--- Extracted text ---

Agent skill
newsletter-to-video
Repurpose a newsletter issue into a high-level YouTube video outline. Use when asked to "create a YouTube outline from this newsletter", "turn this newsletter into a video", "repurpose for YouTube", "video outline from newsletter", or when converting any newsletter issue into video format.
Install this agent skill to your Project
npx add-skill https://github.com/kenneth-liao/ai-launchpad-marketplace/tree/main/creator-stack/skills/newsletter-to-video
SKILL.md
Newsletter to YouTube Video Outline
Repurpose a newsletter issue into a high-level YouTube video outline. The output is topic-level only — no scripts, no talking points, no actual content. Just the topics you'll cover, structured for video.
Why This Exists
Newsletter and YouTube are different mediums. Newsletters reward scanners — readers jump to what interests them. YouTube rewards retention — viewers watch linearly, and every moment competes with the back button. A straight 1:1 port of newsletter structure usually makes for a boring video. This skill restructures the content to match how people actually watch.
When to Use
Use this skill when:
- Converting a newsletter issue into a YouTube video plan
- The user asks to repurpose newsletter content for YouTube
- Planning a video based on an existing newsletter issue
- The user mentions "video outline from newsletter" or similar
Process
digraph newsletter_to_youtube {
"Read newsletter issue" [shape=doublecircle];
"Extract core topics" [shape=box];
"Identify the tension" [shape=box];
"Drop non-video sections" [shape=box];
"Reorder for retention" [shape=box];
"Generate hook via skill" [shape=box, style=bold];
"Structure the outline" [shape=box];
"Present to user" [shape=doublecircle];
"Read newsletter issue" -> "Extract core topics";
"Extract core topics" -> "Identify the tension";
"Identify the tension" -> "Drop non-video sections";
"Drop non-video sections" -> "Reorder for retention";
"Reorder for retention" -> "Generate hook via skill";
"Generate hook via skill" -> "Structure the outline";
"Structure the outline" -> "Present to user";
}
Step 1: Read the Newsletter Issue
Read the full newsletter issue. Identify:
- The core thesis (what's the one main idea?)
- All distinct topics/subtopics covered
- The most surprising or counterintuitive finding
- Any limitations, trade-offs, or honest takes (these create tension)
- Personal experience and real results (these build credibility on camera)
Step 2: Adapt for Video
Drop these — they don't translate to video:
- P.S. lines and email-specific CTAs (forward, reply)
- Preview text / subtitle
- Subject line options
- "Getting started" setup sections (install steps, config JSON) — unless the video is a tutorial
- Sections that only work as scannable text (comparison tables can become talking points, but raw tables don't work on screen)

---

● Action item A: Reproduce the newsletter-to-video skill page word for word from "- Personal experience" up to and including "CTAs (forward, reply)".
The newsletter-to-video skill page and the rows after it come from separate sources.

--- Dataset excerpts ---

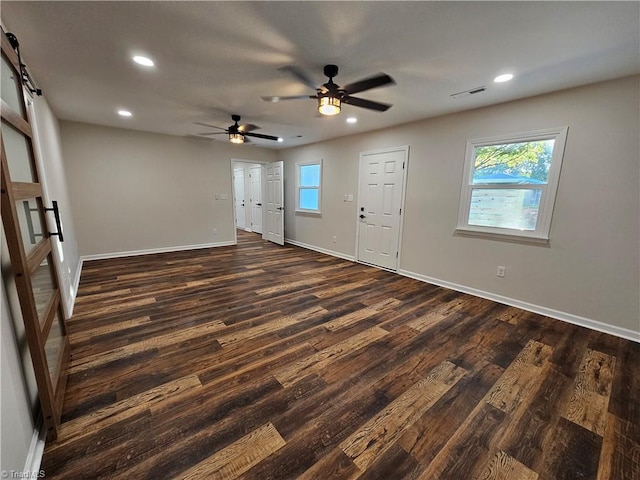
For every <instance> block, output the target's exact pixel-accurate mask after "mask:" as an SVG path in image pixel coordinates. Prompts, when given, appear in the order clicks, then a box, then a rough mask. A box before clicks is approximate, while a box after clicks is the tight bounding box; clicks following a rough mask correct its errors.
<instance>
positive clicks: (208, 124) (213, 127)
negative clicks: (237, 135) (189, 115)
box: [193, 122, 226, 130]
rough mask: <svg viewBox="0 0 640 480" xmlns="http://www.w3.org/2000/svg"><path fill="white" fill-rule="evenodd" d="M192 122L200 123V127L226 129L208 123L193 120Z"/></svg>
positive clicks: (198, 123)
mask: <svg viewBox="0 0 640 480" xmlns="http://www.w3.org/2000/svg"><path fill="white" fill-rule="evenodd" d="M193 124H194V125H200V126H201V127H209V128H217V129H218V130H226V128H222V127H216V126H215V125H211V124H209V123H202V122H193Z"/></svg>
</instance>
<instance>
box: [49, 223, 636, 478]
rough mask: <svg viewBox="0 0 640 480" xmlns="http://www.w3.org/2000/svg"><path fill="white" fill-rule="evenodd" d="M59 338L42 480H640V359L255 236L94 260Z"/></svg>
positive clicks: (618, 348) (618, 345) (597, 344)
mask: <svg viewBox="0 0 640 480" xmlns="http://www.w3.org/2000/svg"><path fill="white" fill-rule="evenodd" d="M603 301H606V299H603ZM612 308H615V306H612ZM69 331H70V340H71V351H72V362H71V370H70V372H69V384H68V391H67V396H66V399H65V405H64V413H63V420H64V423H63V425H62V428H61V434H60V436H59V439H58V440H57V441H56V442H54V443H51V444H49V445H47V447H46V450H45V454H44V459H43V469H44V470H45V472H46V478H48V479H65V480H70V479H98V478H100V479H102V478H119V479H120V478H121V479H135V480H138V479H153V480H158V479H174V478H181V479H182V478H184V479H192V478H193V479H196V478H198V479H206V480H209V479H235V478H243V479H255V480H258V479H259V480H267V479H276V480H284V479H296V478H297V479H313V480H329V479H354V478H362V479H379V480H400V479H428V480H446V479H455V480H471V479H508V480H520V479H536V478H539V479H548V480H560V479H598V480H604V479H611V480H631V479H634V480H638V479H640V344H636V343H633V342H629V341H626V340H622V339H619V338H616V337H613V336H609V335H605V334H601V333H598V332H594V331H590V330H587V329H584V328H580V327H577V326H573V325H570V324H566V323H563V322H560V321H557V320H552V319H549V318H546V317H543V316H539V315H535V314H532V313H528V312H525V311H522V310H518V309H515V308H511V307H507V306H504V305H500V304H497V303H494V302H491V301H488V300H483V299H479V298H475V297H472V296H469V295H465V294H461V293H457V292H453V291H450V290H446V289H443V288H439V287H435V286H432V285H429V284H426V283H422V282H419V281H416V280H412V279H409V278H404V277H402V276H399V275H395V274H392V273H389V272H386V271H382V270H378V269H374V268H370V267H367V266H364V265H360V264H357V263H352V262H348V261H344V260H341V259H337V258H334V257H329V256H325V255H322V254H319V253H315V252H312V251H308V250H304V249H301V248H297V247H278V246H276V245H272V244H269V243H266V242H263V241H262V240H261V239H260V237H259V236H257V235H254V234H247V233H242V232H240V233H239V245H238V246H235V247H223V248H216V249H205V250H195V251H189V252H179V253H171V254H159V255H146V256H140V257H130V258H125V259H115V260H101V261H92V262H87V263H85V264H84V267H83V271H82V281H81V285H80V290H79V295H78V298H77V303H76V307H75V314H74V317H73V318H72V319H71V320H70V321H69Z"/></svg>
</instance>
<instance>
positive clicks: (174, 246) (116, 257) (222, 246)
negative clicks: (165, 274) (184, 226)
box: [80, 240, 236, 262]
mask: <svg viewBox="0 0 640 480" xmlns="http://www.w3.org/2000/svg"><path fill="white" fill-rule="evenodd" d="M235 244H236V243H235V242H234V241H233V240H230V241H227V242H216V243H201V244H197V245H178V246H173V247H160V248H148V249H144V250H130V251H126V252H113V253H98V254H93V255H83V256H82V257H80V260H81V262H88V261H91V260H105V259H109V258H123V257H135V256H138V255H152V254H154V253H170V252H180V251H183V250H196V249H200V248H212V247H228V246H230V245H235Z"/></svg>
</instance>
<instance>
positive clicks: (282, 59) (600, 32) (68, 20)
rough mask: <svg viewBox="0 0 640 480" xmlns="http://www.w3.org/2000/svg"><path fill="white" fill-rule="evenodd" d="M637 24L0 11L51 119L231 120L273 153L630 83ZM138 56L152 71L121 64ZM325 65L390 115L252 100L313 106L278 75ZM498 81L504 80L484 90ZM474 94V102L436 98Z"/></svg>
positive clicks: (254, 143)
mask: <svg viewBox="0 0 640 480" xmlns="http://www.w3.org/2000/svg"><path fill="white" fill-rule="evenodd" d="M639 19H640V3H639V2H609V1H604V2H573V1H572V2H306V1H305V2H238V1H236V2H208V1H198V2H187V1H176V2H170V1H156V2H133V1H132V2H126V1H123V2H94V1H85V2H77V1H74V2H59V1H49V2H34V1H3V2H2V21H3V23H4V25H5V26H6V28H7V29H8V31H11V32H13V33H14V34H15V35H16V36H17V37H18V40H19V41H20V46H21V53H22V58H23V61H24V62H25V63H26V64H27V66H28V68H29V70H30V71H31V73H32V75H33V76H34V78H35V79H36V81H37V84H38V86H39V87H40V88H42V90H43V91H44V94H45V97H46V98H47V100H48V102H49V104H50V105H51V107H52V109H53V110H54V112H55V114H56V115H57V116H58V118H60V119H64V120H73V121H78V122H87V123H94V124H98V125H107V126H113V127H122V128H131V129H135V130H143V131H148V132H158V133H166V134H172V135H181V136H182V135H190V134H197V133H199V132H206V131H213V129H207V128H203V127H201V126H198V125H194V122H205V123H210V124H213V125H218V126H220V127H227V126H229V125H230V124H231V123H232V122H231V119H230V115H231V114H232V113H235V114H240V115H242V122H241V123H243V122H247V123H254V124H257V125H260V127H261V130H258V131H257V133H264V134H269V135H275V136H281V137H283V138H284V140H285V141H284V142H283V143H276V142H271V141H268V140H256V141H255V142H254V143H253V144H254V145H261V146H269V147H274V148H283V147H290V146H294V145H302V144H307V143H312V142H316V141H320V140H325V139H328V138H334V137H339V136H343V135H349V134H351V133H356V132H364V131H370V130H375V129H379V128H385V127H389V126H392V125H399V124H403V123H406V122H410V121H414V120H418V119H423V118H428V117H433V116H437V115H442V114H445V113H450V112H455V111H461V110H467V109H472V108H477V107H480V106H485V105H490V104H495V103H501V102H506V101H510V100H514V99H518V98H524V97H529V96H533V95H538V94H541V93H545V92H550V91H554V90H560V89H565V88H569V87H574V86H578V85H585V84H588V83H593V82H598V81H603V80H608V79H613V78H618V77H623V76H626V75H631V74H636V73H639V72H640V27H639ZM139 53H142V54H145V55H147V56H150V57H151V58H153V59H154V61H155V67H152V68H151V69H144V68H141V67H139V66H136V65H134V64H133V63H132V62H131V60H130V59H131V57H132V55H134V54H139ZM328 63H334V64H337V65H338V66H339V67H340V72H339V75H338V76H337V77H336V78H335V82H336V83H337V84H339V85H345V84H348V83H352V82H354V81H356V80H360V79H362V78H365V77H368V76H371V75H374V74H376V73H379V72H384V73H387V74H389V75H391V76H392V77H393V78H394V79H395V81H396V85H394V86H390V87H384V88H379V89H375V90H370V91H367V92H363V93H361V94H358V95H357V96H358V97H362V98H367V99H371V100H375V101H380V102H384V103H391V104H393V107H392V108H390V109H389V110H388V111H387V112H384V113H380V112H372V111H368V110H364V109H361V108H357V107H353V106H348V105H347V106H344V107H343V113H342V114H341V115H338V116H337V117H331V118H326V117H325V118H321V117H320V116H319V115H318V113H317V110H316V103H315V101H314V100H311V99H305V100H295V101H287V102H279V103H268V102H265V101H263V100H262V99H261V98H260V97H261V96H269V95H273V96H275V95H301V94H307V93H308V94H310V95H313V94H314V93H315V92H313V91H310V90H309V88H308V87H306V86H305V85H303V84H302V83H300V82H299V81H297V80H296V79H295V77H293V76H292V75H291V74H290V73H287V72H284V71H281V70H279V68H280V67H283V66H287V65H295V66H298V67H301V68H303V69H304V70H305V71H306V72H308V75H309V76H310V77H311V78H313V79H314V81H315V82H317V84H318V85H320V84H322V83H324V82H325V81H326V78H325V77H324V76H323V74H322V67H323V66H324V65H325V64H328ZM504 72H512V73H513V74H514V75H515V78H514V80H512V81H511V82H508V83H504V84H495V83H493V78H494V77H495V76H496V75H497V74H500V73H504ZM478 86H486V87H487V91H486V92H484V93H480V94H477V95H474V96H471V97H465V98H460V99H452V98H451V94H453V93H457V92H460V91H463V90H468V89H472V88H474V87H478ZM119 108H126V109H128V110H130V111H131V112H133V117H131V118H128V119H125V118H122V117H119V116H118V115H117V113H116V111H117V110H118V109H119ZM349 115H355V116H357V118H358V120H359V121H358V123H357V124H355V125H350V124H347V123H345V119H346V118H347V116H349ZM217 138H218V139H220V140H224V136H218V137H217ZM239 148H247V147H244V146H239Z"/></svg>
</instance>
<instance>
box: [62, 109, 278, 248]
mask: <svg viewBox="0 0 640 480" xmlns="http://www.w3.org/2000/svg"><path fill="white" fill-rule="evenodd" d="M60 127H61V135H62V145H63V152H64V158H65V165H66V168H67V175H68V184H69V192H70V197H71V202H72V205H73V217H74V221H75V226H76V230H77V239H78V245H79V249H80V254H81V255H83V256H116V255H119V254H126V253H128V252H140V251H149V250H151V251H153V250H162V249H167V250H169V249H178V248H188V247H194V246H204V245H215V244H230V243H233V242H234V239H235V236H234V235H235V228H234V216H233V215H234V214H233V197H232V179H231V158H232V157H236V158H237V157H241V158H246V159H247V160H249V161H272V160H275V158H276V153H275V152H274V151H273V150H268V149H264V148H262V149H261V148H258V147H252V146H238V145H231V144H229V143H226V142H210V141H207V140H199V139H192V138H187V137H175V136H169V135H160V134H152V133H145V132H138V131H133V130H124V129H117V128H109V127H100V126H96V125H88V124H83V123H75V122H66V121H63V122H61V123H60ZM223 195H226V196H227V199H226V200H224V199H223ZM216 197H217V198H216ZM214 228H215V229H216V230H217V234H216V235H214V233H213V230H214Z"/></svg>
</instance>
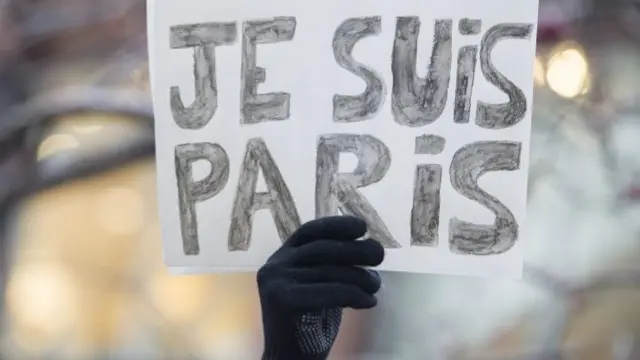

---

● Action item B: In the rows, transcribe the lines from the line with "122L200 123V127L226 129L208" up to and including the line with "positive clicks: (198, 123)", keeping every character unchanged.

● Answer box A:
- Personal experience and real results (these build credibility on camera)
Step 2: Adapt for Video
Drop these — they don't translate to video:
- P.S. lines and email-specific CTAs (forward, reply)

● Answer box B:
rough mask: <svg viewBox="0 0 640 480" xmlns="http://www.w3.org/2000/svg"><path fill="white" fill-rule="evenodd" d="M192 122L200 123V127L226 129L208 123L193 120Z"/></svg>
positive clicks: (198, 123)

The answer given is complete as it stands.